- _Petunjuk Tugas_
1) Sebutkan semua hak korban yang tercantum dalam judul pernyataan sikap Komnas Perempuan tentang restorative justice.
2) Salin tanpa perubahan bagian pernyataan sikap Komnas Perempuan yang dimulai dari "Pernyataan Sikap Komnas" dan berlanjut hingga "telepon oleh Menkopolhukam.".
3) Lanjutkan pernyataan sikap Komnas Perempuan tentang restorative justice mulai dari kalimat terakhir yang ditampilkan.

Pernyataan Sikap Komnas Perempuan
pada Pemberitaan Pernyataan Menkopolhukam tentang Restorative Justice
Pastikan
Pelaksanaan Restorative Justice
Memenuhi Hak Korban Atas Kebenaran, Keadilan dan Pemulihan
Jakarta, 20 Februari 2021
Pemberitaan media massa terkait pernyataan Mahfud MD, Menteri Koordinator Bidang Politik, Hukum dan Keamanan tentang Restorative Justice (Keadilan Restoratif)
dengan menggunakan contoh kasus perkosaan menuai kritik karena dinilai
mencederai rasa keadilan korban. Menyikapi hal tersebut, Komisi Nasional Anti
Kekerasan terhadap Perempuan (Komnas Perempuan) telah meminta klarifikasi dan
pada Jumat sore (19/02) telah dihubungi melalui telepon oleh Menkopolhukam.
Dalam klarifikasi lisannya itu disampaikan bahwa:
a) Restorative Justice adalah praktik yang sudah dikenali masyarakat Indonesia, dimana
penekanan dalam penyelesaian kasus adalah membangun harmoni dan kebersamaan,
bukan semata tentang pemidanaan pelaku;
b) Contoh perkosaan dimaksudkannya untuk menangkap semangat Restorative Justice, dimana salah satu
aspek yang juga diperhatikan adalah tentang pelindungan bagi korban. Contoh ini
tidak dimaksudkan untuk mengarahkan penyelesaian di luar pengadilan
pada kasus perkosaan, melainkan menangkap semangat untuk pelindungan korban
selain pemidanaan pelaku;
c) Arah
penerapan Restorative Justice dengan penyelesaian di luar pengadilan hanya pada tindak pidana ringan,
atau hal-hal yang sepele, dan bukan pada kasus perkosaan.

- _Bagian Data_
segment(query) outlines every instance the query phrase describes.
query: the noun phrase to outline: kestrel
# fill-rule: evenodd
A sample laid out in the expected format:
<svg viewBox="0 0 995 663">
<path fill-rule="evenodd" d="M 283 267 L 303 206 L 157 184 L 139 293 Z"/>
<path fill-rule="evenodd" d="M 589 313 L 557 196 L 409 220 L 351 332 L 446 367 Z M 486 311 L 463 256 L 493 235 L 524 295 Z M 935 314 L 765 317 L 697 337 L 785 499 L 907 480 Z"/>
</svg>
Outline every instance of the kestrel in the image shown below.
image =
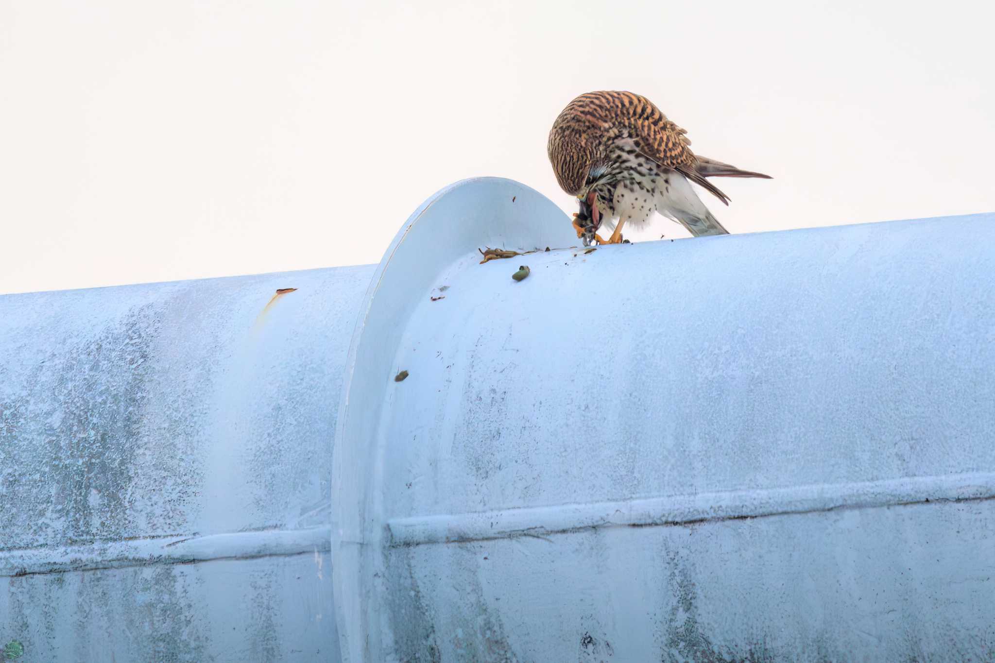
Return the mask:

- _Jawaban Tiap Tugas_
1) Hak korban atas kebenaran, keadilan, dan pemulihan.

2)
Pernyataan Sikap Komnas Perempuan
pada Pemberitaan Pernyataan Menkopolhukam tentang Restorative Justice
Pastikan
Pelaksanaan Restorative Justice
Memenuhi Hak Korban Atas Kebenaran, Keadilan dan Pemulihan
Jakarta, 20 Februari 2021
Pemberitaan media massa terkait pernyataan Mahfud MD, Menteri Koordinator Bidang Politik, Hukum dan Keamanan tentang Restorative Justice (Keadilan Restoratif)
dengan menggunakan contoh kasus perkosaan menuai kritik karena dinilai
mencederai rasa keadilan korban. Menyikapi hal tersebut, Komisi Nasional Anti
Kekerasan terhadap Perempuan (Komnas Perempuan) telah meminta klarifikasi dan
pada Jumat sore (19/02) telah dihubungi melalui telepon oleh Menkopolhukam.

3)
Komnas Perempuan menyambut baik klarifikasi oleh Menkopolhukam dan
mendorong agar klarifikasi disampaikan secara resmi guna mencegah salah
persepsi lebih lanjut mengenai arah pelaksanaan Restorative Justice dalam penanganan kasus kekerasan seksual
terhadap perempuan. Hal ini genting karena praktik mengawinkan korban dengan
pelaku perkosaan ataupun mengusir korban dari komunitasnya masih banyak terjadi
atas nama keharmonisan komunitas dan nama baik korban (dan keluarga). Praktik
ini ditengarai lebih untuk menghentikan
proses hukum sehingga meneguhkan impunitas pelaku. Secara khusus, praktik
mengawinkan korban dengan pelaku perkosaan merupakan pemaksaan perkawinan yang
memiliki dampak jangka panjang terhadap
korban. Selain masih mengalami trauma sehingga memerlukan proses pemulihan, praktik ini juga
menempatkan korban terus dalam kerentanan pada kekerasan di dalam
perkawinannya. Dengan demikian, praktik mengawinkan korban dengan pelaku
perkosaan menyumbang pada semakin tingginya angka kekerasan terhadap perempuan.
Komnas Perempuan mengenali bahwa Restorative
Justice merupakan penyelesaian perkara tindak pidana dengan
melibatkan pelaku, korban, keluarga pelaku/korban, dan pihak lain yang terkait
untuk bersama-sama mencari penyelesaian yang adil dengan menekankan pemulihan,
dan bukan pembalasan. Prinsip dasar Restorative Justice adalah pemulihan korban yang telah menderita akibat tindak
pidana yang dialaminya.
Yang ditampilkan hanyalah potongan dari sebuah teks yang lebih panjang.